> [WHAT YOU HAVE TO DO] Rewrite the following lines of the listing as a JSON list of strings, one string per line, leaving out any blank lines. Begin at the line that contains "Detect the warm" and stop after the line that contains "xmin=280 ymin=203 xmax=316 ymax=211".

> [TASK INPUT]
==================================================
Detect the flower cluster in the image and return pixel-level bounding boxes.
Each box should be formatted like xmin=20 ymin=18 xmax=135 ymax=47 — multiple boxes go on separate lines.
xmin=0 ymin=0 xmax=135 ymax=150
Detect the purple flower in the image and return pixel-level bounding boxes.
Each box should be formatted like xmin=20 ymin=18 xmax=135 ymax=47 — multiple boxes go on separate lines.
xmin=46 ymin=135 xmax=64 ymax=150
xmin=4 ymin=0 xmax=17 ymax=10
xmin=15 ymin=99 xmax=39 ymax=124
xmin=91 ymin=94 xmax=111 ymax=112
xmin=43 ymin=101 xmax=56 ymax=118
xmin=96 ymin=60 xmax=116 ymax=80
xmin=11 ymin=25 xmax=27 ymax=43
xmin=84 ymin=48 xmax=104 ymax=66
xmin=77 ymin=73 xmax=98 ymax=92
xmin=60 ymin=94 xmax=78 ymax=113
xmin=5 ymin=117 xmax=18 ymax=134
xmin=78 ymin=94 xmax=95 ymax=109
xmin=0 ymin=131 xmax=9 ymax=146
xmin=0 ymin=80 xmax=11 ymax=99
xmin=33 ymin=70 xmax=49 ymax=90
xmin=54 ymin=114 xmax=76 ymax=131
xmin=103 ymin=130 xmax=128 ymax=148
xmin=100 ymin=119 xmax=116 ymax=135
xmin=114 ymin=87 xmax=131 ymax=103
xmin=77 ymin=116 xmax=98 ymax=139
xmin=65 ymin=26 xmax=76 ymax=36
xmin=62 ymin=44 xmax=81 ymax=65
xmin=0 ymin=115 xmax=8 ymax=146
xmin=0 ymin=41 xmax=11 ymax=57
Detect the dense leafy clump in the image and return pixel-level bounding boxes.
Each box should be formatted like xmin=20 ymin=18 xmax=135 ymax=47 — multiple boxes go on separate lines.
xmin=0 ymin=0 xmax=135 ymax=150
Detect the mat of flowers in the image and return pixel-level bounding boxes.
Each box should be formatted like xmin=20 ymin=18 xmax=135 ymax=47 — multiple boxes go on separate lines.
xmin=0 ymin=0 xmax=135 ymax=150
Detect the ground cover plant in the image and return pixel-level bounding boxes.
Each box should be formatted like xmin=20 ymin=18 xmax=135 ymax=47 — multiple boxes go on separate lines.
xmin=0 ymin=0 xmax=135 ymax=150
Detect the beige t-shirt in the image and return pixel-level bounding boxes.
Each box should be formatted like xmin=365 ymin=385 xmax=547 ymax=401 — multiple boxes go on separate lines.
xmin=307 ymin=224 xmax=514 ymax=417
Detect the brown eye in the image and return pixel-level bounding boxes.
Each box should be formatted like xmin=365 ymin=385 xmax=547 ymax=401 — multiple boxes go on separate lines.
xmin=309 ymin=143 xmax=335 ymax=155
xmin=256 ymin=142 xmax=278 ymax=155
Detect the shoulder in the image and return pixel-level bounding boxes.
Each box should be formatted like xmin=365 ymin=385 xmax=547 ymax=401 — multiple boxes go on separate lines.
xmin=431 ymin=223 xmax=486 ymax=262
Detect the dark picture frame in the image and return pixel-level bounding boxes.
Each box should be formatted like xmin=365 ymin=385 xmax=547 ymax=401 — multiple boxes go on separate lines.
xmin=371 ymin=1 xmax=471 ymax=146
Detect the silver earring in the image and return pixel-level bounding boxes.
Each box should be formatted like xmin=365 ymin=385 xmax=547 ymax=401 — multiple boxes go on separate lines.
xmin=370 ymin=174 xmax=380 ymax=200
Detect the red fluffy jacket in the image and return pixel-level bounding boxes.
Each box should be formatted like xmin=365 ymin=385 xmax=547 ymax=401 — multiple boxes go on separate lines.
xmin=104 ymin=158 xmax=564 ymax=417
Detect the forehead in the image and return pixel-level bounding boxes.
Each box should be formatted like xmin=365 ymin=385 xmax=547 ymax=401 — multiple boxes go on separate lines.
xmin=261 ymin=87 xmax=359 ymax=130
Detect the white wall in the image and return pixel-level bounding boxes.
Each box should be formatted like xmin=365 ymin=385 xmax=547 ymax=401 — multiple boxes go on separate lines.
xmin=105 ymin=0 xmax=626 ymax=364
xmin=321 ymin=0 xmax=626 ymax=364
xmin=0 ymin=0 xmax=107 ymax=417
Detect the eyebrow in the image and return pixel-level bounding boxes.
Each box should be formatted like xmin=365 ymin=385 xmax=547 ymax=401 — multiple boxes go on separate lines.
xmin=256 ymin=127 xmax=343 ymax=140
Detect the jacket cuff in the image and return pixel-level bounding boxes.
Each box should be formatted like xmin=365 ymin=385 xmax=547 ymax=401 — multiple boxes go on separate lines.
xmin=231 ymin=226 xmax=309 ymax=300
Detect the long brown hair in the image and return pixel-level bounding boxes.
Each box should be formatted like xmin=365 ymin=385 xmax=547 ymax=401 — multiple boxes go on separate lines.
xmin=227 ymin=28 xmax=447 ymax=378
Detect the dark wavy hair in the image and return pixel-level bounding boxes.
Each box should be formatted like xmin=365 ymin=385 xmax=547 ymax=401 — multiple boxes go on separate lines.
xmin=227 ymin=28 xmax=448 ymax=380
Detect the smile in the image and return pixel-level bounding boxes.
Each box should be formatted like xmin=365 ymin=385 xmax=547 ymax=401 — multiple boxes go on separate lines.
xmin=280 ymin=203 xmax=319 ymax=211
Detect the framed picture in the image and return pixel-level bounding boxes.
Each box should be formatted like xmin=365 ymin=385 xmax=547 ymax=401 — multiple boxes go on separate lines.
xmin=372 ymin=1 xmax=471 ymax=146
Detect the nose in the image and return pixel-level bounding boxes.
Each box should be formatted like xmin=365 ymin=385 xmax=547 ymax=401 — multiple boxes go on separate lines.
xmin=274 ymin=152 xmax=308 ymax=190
==================================================
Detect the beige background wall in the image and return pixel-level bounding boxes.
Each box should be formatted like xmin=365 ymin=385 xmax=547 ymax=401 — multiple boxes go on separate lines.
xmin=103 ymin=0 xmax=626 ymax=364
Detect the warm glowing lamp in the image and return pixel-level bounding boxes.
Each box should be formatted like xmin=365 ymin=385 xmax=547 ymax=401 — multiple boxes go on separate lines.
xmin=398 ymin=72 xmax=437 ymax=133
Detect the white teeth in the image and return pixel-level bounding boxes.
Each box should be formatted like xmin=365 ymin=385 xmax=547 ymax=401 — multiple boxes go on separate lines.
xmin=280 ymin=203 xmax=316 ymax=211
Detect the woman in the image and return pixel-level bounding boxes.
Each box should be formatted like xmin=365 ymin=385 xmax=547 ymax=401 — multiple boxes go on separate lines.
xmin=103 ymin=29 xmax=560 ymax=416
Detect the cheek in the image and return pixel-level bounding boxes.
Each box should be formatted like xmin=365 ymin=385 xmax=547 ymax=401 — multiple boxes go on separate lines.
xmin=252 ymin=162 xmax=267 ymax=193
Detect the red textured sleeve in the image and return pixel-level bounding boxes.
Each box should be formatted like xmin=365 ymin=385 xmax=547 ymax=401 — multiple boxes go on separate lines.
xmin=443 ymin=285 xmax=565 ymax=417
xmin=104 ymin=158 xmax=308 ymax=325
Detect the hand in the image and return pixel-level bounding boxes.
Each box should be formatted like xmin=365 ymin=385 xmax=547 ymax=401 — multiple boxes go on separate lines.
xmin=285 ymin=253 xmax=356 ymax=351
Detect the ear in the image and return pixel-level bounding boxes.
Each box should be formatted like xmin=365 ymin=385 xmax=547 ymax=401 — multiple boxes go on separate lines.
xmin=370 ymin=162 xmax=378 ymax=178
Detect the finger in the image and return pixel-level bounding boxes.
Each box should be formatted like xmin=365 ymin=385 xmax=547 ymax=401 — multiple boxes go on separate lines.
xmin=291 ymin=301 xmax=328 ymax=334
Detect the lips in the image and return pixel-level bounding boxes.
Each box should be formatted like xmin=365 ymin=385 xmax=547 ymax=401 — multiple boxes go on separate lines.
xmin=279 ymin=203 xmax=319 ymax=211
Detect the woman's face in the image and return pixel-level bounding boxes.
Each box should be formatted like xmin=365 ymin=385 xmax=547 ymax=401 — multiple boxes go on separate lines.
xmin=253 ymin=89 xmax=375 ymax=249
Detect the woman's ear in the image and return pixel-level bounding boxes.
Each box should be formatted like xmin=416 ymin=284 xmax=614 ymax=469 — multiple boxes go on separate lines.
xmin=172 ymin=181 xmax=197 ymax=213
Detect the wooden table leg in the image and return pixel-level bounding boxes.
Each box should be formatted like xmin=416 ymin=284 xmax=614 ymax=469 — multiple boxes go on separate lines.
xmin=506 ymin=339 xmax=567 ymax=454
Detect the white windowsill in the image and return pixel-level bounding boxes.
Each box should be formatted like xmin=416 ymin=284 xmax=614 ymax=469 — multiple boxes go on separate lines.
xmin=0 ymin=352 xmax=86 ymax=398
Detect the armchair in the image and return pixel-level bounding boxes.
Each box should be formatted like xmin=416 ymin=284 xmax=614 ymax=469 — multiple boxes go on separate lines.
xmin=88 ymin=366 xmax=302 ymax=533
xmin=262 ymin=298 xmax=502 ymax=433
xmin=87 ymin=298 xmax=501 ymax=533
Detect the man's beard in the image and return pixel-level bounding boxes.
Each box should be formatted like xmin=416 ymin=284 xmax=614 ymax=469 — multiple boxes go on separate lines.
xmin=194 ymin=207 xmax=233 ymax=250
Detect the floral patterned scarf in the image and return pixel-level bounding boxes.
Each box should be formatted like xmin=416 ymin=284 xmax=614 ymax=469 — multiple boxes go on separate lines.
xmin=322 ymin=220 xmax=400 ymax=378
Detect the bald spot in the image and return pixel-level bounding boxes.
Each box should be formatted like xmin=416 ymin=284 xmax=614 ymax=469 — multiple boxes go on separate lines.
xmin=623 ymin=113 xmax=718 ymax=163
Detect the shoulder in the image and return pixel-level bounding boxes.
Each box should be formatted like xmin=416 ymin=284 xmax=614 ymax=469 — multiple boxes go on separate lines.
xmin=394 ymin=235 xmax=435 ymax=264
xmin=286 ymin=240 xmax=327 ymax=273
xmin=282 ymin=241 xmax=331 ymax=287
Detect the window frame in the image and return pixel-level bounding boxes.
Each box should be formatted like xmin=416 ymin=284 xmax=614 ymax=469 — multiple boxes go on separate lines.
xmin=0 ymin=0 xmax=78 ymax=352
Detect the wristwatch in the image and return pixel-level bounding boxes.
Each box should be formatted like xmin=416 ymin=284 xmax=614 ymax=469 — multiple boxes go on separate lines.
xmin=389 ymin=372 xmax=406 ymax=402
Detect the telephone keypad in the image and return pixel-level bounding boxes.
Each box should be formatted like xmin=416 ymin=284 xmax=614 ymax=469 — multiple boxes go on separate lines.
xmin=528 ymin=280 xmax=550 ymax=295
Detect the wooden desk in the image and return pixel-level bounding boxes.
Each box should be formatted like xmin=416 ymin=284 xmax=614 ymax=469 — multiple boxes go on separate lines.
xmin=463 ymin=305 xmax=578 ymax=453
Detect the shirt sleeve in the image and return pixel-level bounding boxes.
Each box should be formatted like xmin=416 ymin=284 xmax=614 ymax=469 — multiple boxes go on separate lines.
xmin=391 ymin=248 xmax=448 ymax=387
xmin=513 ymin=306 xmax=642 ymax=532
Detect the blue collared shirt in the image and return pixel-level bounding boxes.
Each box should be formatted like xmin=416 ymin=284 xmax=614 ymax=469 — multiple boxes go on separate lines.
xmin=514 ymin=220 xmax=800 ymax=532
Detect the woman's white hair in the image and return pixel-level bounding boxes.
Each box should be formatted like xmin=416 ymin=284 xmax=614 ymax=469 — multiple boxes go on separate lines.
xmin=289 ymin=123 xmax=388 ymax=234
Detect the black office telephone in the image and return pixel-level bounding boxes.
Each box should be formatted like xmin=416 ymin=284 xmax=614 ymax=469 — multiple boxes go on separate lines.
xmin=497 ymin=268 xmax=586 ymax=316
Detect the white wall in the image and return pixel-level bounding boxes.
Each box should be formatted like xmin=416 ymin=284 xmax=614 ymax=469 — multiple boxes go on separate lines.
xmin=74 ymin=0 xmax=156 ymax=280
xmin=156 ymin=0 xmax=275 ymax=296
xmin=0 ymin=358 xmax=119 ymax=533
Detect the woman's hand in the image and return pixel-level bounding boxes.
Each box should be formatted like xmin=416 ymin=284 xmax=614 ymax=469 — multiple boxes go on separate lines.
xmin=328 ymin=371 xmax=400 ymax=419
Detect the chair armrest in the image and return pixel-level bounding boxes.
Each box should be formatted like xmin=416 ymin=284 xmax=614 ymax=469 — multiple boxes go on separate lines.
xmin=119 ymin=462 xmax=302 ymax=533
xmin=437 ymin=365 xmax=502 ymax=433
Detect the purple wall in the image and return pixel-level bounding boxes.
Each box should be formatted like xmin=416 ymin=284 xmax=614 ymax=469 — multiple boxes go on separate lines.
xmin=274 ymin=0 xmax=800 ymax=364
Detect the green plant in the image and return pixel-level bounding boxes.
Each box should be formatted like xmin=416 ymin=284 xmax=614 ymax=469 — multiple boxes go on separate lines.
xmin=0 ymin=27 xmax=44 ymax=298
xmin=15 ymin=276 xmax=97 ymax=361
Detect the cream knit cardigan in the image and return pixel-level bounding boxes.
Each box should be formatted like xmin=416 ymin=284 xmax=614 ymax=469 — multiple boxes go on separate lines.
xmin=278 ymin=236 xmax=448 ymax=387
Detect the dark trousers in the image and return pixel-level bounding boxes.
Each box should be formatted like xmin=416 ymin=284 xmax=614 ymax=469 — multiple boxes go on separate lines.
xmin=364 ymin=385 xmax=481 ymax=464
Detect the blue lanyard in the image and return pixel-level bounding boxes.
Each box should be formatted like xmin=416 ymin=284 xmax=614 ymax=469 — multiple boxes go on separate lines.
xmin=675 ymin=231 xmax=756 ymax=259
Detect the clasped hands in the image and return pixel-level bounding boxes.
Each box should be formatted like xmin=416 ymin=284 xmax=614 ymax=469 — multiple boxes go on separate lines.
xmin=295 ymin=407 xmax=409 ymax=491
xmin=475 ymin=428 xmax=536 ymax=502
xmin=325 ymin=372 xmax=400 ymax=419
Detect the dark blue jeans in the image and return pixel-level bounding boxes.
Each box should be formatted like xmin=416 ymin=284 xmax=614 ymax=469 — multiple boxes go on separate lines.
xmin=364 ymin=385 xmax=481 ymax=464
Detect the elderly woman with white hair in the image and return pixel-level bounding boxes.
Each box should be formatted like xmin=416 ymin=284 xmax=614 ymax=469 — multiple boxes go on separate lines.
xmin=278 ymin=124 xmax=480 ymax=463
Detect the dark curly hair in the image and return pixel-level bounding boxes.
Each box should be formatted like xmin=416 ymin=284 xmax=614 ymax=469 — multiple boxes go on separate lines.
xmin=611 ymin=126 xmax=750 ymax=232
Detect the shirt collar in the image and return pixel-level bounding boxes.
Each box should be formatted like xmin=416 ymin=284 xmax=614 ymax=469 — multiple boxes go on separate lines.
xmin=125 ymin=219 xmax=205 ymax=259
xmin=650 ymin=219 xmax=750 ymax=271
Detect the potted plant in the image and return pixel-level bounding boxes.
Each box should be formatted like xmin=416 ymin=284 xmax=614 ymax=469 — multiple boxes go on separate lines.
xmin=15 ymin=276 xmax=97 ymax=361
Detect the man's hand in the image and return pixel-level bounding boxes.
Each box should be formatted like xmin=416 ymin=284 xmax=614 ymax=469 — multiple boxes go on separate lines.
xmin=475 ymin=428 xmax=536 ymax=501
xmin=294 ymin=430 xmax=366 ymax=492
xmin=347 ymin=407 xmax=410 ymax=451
==================================================
> [SOLUTION TO THIS TASK]
[
  "Detect the warm glowing lamp in the image and return pixel-level bounding boxes.",
  "Each box should be formatted like xmin=365 ymin=385 xmax=547 ymax=401 — multiple boxes go on separate lines.",
  "xmin=398 ymin=72 xmax=437 ymax=133",
  "Detect the white teeth in the image and return pixel-level bounding boxes.",
  "Each box should be formatted like xmin=365 ymin=385 xmax=547 ymax=401 — multiple boxes go on separate lines.",
  "xmin=280 ymin=203 xmax=316 ymax=211"
]